### WRITTEN REQUEST 1
Echo the part of the court decision starting with "The opinion of" and going on through "establish Defendants' liability.".
### WRITTEN REQUEST 2
Decide whether each statement below agrees with the court decision, answering yes or no and quoting the words of the decision that settle it. (a) The decision is dated April 10, 2012. (b) The defendants are said to have executed promissory notes to secure loans from the Department of Agriculture. (c) The opinion of the court was delivered by a Senior United States District Judge.

═════ TEXT SHOWN ═════

UNITED STATES DISTRICT COURT NORTHERN DISTRICT OF NEW YORK
April 10, 2012
UNITED STATES OF AMERICA, PLAINTIFF,
LAWRENCE J. ROLAND, DEFENDANT. UNITED STATES OF AMERICA, PLAINTIFF,
WILLIAM D. DOWSTRA, DEFENDANT. UNITED STATES OF AMERICA, PLAINTIFF,
FRANCIS L. SNYDER, DEFENDANT.
-UNITED STATES OF AMERICA, PLAINTIFF,
JOHN J. KELLEHER, DEFENDANTS. UNITED STATES OF AMERICA, PLAINTIFF,
CHRISTOPHER R. LYONS, DEFENDANT.
The opinion of the court was delivered by: Thomas J. McAVOY Senior United States District Judge
DECISION and ORDER
In each of the above-referenced cases, the United States of America moves for a default judgment in connection with the defendants' failure to repay student loans or other promissory notes. The Complaint in each of the cases allege that the Defendants executed promissory notes to secure loans from the Department of Education and that they have failed to repay loans in full. These allegations, which are deemed admitted by Defendants' failure to respond, see Cotton v. Slone, 4 F.3d 176, 181 (2d Cir. 1993); Greyhound Exhibitgroup., Inc., v. E.L.U.L. Realty Group Corp., 973 F.2d 155, 158 (2d Cir. 1992), are sufficient to establish Defendants' liability.

═════ MATERIAL PROVIDED ═════

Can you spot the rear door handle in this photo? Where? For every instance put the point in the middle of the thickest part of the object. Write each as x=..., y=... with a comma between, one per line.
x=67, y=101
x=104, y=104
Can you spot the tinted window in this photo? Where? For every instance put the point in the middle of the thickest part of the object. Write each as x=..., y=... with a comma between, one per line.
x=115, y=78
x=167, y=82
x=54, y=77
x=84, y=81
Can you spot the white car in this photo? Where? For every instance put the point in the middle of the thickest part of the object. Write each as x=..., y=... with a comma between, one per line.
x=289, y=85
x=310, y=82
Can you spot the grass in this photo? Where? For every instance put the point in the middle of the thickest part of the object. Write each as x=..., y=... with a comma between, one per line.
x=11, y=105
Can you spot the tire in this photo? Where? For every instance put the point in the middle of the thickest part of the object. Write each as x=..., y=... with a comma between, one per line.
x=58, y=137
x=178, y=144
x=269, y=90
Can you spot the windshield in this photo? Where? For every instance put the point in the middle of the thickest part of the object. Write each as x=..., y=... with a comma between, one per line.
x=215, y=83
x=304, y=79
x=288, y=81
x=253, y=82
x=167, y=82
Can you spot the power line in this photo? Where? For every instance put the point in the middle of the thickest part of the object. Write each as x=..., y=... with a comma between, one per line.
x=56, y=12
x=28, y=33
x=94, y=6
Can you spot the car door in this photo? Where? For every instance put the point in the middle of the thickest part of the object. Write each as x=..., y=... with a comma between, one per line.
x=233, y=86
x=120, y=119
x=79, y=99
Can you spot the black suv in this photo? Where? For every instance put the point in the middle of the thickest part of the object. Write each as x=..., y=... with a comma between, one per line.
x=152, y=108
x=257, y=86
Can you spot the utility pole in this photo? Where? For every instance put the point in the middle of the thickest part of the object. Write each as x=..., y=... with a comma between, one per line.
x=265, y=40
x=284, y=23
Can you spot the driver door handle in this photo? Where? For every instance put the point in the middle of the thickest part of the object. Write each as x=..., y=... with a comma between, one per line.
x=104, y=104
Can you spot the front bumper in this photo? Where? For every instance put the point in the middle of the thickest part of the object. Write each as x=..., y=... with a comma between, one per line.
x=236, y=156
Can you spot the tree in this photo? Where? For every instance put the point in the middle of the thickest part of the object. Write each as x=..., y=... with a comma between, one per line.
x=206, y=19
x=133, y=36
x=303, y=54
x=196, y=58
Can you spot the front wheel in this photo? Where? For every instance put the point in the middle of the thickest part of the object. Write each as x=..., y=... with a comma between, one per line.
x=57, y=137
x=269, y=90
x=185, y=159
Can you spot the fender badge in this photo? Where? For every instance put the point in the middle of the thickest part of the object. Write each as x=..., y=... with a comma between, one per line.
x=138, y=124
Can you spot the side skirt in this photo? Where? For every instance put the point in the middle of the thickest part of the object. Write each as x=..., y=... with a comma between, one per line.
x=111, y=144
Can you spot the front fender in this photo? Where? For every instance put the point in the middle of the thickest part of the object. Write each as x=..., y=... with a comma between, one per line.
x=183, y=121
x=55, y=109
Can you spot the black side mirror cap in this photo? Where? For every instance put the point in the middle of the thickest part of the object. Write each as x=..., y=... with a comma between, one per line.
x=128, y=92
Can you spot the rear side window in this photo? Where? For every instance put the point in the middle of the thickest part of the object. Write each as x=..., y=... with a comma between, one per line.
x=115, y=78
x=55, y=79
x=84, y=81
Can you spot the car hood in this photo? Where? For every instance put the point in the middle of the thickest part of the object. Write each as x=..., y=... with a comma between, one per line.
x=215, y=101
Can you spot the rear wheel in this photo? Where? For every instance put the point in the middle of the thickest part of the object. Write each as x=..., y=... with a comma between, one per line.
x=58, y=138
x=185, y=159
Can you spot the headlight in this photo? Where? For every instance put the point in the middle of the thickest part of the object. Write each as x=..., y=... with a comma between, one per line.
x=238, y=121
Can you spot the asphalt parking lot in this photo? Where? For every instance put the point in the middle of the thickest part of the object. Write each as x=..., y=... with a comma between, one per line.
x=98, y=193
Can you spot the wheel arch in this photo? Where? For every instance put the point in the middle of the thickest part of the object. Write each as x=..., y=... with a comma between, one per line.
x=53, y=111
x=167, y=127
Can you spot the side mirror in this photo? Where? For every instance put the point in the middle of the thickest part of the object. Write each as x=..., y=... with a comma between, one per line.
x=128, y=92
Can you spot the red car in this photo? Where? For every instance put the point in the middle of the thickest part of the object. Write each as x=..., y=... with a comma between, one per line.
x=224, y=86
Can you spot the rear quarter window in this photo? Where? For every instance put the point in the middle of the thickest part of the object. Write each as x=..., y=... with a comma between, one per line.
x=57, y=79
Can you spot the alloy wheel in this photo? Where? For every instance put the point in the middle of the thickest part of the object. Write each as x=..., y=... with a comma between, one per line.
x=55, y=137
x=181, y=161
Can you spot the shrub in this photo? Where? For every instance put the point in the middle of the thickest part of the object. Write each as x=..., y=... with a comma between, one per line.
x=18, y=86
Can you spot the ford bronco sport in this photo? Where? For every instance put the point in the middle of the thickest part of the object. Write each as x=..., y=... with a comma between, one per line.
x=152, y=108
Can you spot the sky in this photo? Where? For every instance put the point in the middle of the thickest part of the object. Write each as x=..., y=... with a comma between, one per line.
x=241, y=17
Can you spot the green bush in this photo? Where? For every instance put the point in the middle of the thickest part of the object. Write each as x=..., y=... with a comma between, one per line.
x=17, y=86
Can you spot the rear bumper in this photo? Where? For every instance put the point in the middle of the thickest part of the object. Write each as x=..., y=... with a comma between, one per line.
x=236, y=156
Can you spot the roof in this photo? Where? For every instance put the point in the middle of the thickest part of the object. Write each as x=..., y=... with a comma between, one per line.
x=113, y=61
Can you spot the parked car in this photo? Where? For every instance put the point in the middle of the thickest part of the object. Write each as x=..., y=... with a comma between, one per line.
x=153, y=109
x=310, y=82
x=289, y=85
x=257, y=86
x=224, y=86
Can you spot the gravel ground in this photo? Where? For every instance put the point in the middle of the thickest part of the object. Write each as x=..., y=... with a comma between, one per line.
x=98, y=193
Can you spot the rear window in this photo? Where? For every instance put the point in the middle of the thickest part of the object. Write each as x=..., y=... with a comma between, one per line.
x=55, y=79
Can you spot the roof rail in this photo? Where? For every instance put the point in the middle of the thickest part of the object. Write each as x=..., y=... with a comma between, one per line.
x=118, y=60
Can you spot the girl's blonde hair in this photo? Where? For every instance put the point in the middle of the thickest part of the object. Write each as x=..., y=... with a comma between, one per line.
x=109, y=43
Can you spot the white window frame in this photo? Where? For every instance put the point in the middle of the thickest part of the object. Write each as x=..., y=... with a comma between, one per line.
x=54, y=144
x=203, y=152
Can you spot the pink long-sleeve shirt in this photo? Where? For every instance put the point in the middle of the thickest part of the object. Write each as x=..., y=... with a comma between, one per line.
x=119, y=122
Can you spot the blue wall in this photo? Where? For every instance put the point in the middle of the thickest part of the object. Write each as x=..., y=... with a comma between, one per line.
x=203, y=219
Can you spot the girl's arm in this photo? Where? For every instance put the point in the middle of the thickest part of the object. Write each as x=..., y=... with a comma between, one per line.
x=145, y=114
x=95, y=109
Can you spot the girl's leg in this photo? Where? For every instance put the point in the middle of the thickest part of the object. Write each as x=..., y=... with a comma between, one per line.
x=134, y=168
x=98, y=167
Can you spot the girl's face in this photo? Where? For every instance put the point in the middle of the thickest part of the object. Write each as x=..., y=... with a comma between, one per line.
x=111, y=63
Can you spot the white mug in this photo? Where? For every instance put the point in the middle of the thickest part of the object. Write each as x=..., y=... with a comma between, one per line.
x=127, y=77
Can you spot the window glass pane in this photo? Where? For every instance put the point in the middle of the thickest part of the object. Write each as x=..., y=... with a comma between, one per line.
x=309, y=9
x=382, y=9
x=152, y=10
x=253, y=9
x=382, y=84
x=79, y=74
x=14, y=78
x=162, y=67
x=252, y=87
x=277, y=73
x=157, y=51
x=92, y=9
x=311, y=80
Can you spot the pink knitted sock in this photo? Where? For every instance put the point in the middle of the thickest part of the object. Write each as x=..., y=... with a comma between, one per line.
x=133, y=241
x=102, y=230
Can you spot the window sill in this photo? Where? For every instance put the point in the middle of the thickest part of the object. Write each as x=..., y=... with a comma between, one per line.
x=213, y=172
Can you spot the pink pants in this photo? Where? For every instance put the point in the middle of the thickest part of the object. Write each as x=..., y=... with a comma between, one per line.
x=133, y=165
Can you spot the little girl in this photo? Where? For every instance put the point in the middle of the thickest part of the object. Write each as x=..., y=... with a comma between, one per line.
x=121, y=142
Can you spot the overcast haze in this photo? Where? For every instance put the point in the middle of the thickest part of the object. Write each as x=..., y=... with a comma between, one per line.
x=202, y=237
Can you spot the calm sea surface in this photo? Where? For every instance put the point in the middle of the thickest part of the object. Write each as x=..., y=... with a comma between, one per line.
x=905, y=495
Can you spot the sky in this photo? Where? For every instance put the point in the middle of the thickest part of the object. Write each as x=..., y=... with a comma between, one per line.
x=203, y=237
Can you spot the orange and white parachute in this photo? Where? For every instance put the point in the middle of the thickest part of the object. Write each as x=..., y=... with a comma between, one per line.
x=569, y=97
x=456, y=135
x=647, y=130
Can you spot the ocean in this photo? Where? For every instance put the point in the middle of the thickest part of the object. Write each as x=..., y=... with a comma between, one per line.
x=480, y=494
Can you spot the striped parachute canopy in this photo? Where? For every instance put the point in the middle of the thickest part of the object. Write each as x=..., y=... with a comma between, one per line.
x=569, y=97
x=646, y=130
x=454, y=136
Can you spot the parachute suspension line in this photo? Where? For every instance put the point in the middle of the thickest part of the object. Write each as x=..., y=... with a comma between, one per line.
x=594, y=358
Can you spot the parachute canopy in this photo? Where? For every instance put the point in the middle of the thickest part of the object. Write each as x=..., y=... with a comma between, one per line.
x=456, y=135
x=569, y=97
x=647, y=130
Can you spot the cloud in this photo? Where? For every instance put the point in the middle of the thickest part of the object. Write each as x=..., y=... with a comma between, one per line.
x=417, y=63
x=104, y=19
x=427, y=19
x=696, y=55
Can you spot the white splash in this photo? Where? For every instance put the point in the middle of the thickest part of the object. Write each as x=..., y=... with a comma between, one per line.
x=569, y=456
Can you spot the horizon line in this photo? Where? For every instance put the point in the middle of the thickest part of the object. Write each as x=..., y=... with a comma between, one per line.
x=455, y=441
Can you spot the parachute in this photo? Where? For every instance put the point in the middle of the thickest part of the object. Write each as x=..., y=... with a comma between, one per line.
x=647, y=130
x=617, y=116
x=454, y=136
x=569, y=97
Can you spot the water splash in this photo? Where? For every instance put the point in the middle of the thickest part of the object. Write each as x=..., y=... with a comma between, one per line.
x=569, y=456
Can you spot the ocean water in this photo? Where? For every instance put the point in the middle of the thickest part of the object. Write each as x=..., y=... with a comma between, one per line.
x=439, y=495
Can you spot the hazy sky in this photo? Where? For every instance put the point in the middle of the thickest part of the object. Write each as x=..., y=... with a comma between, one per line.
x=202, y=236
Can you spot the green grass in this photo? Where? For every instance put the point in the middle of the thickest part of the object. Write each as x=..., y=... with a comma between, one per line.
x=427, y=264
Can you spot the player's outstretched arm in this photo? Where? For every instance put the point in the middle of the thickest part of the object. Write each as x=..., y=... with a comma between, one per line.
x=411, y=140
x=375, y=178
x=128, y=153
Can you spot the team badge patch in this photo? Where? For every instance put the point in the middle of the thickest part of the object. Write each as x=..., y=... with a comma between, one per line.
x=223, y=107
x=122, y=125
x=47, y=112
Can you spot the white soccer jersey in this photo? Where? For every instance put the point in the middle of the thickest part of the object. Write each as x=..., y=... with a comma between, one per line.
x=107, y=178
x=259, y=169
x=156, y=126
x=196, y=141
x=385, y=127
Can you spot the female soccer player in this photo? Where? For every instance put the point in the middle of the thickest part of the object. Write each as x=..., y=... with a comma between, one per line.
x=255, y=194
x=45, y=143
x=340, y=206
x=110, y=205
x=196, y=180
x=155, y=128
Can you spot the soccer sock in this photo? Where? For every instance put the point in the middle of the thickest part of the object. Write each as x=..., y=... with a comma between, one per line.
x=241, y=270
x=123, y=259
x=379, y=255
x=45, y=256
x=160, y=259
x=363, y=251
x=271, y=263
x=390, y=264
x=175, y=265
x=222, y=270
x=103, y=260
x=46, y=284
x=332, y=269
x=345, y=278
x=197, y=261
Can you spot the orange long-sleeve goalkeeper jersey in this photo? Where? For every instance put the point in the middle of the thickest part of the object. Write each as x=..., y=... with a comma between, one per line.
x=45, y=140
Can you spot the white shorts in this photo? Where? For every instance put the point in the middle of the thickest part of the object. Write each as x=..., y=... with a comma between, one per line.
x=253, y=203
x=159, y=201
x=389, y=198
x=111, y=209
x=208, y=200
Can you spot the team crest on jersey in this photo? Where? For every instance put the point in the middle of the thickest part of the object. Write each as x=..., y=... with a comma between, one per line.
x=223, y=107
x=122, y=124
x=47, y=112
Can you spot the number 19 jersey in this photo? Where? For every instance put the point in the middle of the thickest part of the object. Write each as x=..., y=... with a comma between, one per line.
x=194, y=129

═════

### RIGHT ANSWER 1
The opinion of the court was delivered by: Thomas J. McAVOY Senior United States District Judge
DECISION and ORDER
In each of the above-referenced cases, the United States of America moves for a default judgment in connection with the defendants' failure to repay student loans or other promissory notes. The Complaint in each of the cases allege that the Defendants executed promissory notes to secure loans from the Department of Education and that they have failed to repay loans in full. These allegations, which are deemed admitted by Defendants' failure to respond, see Cotton v. Slone, 4 F.3d 176, 181 (2d Cir. 1993); Greyhound Exhibitgroup., Inc., v. E.L.U.L. Realty Group Corp., 973 F.2d 155, 158 (2d Cir. 1992), are sufficient to establish Defendants' liability.

### RIGHT ANSWER 2
(a) Yes: "April 10, 2012"
(b) No: "executed promissory notes to secure loans from the Department of Education"
(c) Yes: "The opinion of the court was delivered by: Thomas J. McAVOY Senior United States District Judge"